I think it’s because the science of diet and health has contradicted itself so many times, and has given so many people such bad advice, and has frankly been so unreliable and untrustworthy for so long, that people’s bullshit detectors are less well tuned.
tal@olio.cafe 15 hours ago
Setting aside Trump, I have no idea why people who can apparently be mostly reasonable about, say, cars subscribe to utterly batshit insane views about diet and health and buy into all kinds of snake oil.
I’m not saying that there’s no magical thinking with cars — “my magical fuel additive” or whatever — but I have seen more utterly insane stuff regarding what someone should eat or how to treat medical conditions than in most other areas.
It’s also not new. You can go back, and find people promoting all kinds of snake oil when it comes to health. Some of my favorites are the utterly crazy stuff that came out when public awareness of radiation was new, and it was being billed as a magic cure for everything.
sleepundertheleaves@infosec.pub 14 hours ago
Powderhorn@beehaw.org 13 hours ago
Even without the huge ag lobbying boards doing their things, the sheer healthiness of eggs has, I swear, swung back and forth at least four times since the '80s. Like a Miller Lite “tastes great” “less filling” mudfight in the middle of a club.
t3rmit3@beehaw.org 13 hours ago
I think it’s macroscopy vs microscopy.
Food and nutrition and health is all “invisible” to you in a way that a cat engine isn’t. To the average person, even hearing cellular functions explained sounds like magic, because it takes SO MUCH knowledge to get to the point where you can truly grok how a specific medicine works in the body.
That also explains why fuel additives are an area where that happens in cars. You can’t see the difference in e.g. AKI ratings in action. You can’t see summer vs winter fuel blend changes. So why isn’t it possible that this additive could do things you can’t see as well?

*TASKS*
1. In the comment thread, how many times has the healthiness of eggs swung back and forth since the '80s?
2. Transcribe the comment thread from "I think it’s because" up to and including "less well tuned.".

[Dataset items]
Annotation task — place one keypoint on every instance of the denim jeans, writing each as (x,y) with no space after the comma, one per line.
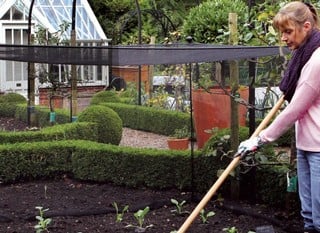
(309,188)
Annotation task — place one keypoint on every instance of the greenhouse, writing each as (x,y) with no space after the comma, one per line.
(50,15)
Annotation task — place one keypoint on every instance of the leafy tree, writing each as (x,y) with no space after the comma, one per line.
(207,22)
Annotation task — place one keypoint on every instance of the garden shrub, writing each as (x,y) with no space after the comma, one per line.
(104,96)
(13,98)
(109,123)
(149,119)
(9,102)
(76,130)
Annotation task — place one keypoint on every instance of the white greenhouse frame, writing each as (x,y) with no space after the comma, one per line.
(48,14)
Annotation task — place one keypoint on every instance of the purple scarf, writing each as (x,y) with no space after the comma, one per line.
(299,59)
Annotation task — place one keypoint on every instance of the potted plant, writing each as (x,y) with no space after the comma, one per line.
(180,139)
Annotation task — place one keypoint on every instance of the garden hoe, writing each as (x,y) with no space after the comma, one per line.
(228,170)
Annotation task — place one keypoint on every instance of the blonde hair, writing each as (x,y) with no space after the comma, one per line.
(298,13)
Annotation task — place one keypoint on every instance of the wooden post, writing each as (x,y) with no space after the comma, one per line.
(74,91)
(151,70)
(234,80)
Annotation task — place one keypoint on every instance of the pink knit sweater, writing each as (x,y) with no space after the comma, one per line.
(303,110)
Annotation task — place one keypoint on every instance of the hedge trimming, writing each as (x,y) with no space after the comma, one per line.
(100,162)
(110,124)
(132,167)
(77,130)
(150,119)
(123,165)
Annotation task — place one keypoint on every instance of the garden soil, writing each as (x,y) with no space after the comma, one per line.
(75,206)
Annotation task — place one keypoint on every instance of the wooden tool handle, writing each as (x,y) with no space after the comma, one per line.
(228,170)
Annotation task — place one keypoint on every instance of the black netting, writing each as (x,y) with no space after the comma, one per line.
(133,55)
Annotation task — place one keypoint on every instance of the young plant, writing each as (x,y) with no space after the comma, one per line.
(119,215)
(231,229)
(205,215)
(43,222)
(179,206)
(140,217)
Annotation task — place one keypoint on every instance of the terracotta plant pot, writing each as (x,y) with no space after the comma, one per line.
(213,110)
(178,143)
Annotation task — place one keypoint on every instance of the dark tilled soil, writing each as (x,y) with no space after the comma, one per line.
(76,206)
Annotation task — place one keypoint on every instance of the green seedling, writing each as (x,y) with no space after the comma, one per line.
(231,229)
(140,217)
(43,222)
(119,215)
(205,215)
(179,206)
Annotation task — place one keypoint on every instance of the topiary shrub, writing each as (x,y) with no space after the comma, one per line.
(110,124)
(9,103)
(13,98)
(104,96)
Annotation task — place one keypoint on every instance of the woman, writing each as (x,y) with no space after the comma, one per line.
(298,24)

*ANSWERS BY TASK*
1. At least four times.

2.
I think it’s because the science of diet and health has contradicted itself so many times, and has given so many people such bad advice, and has frankly been so unreliable and untrustworthy for so long, that people’s bullshit detectors are less well tuned.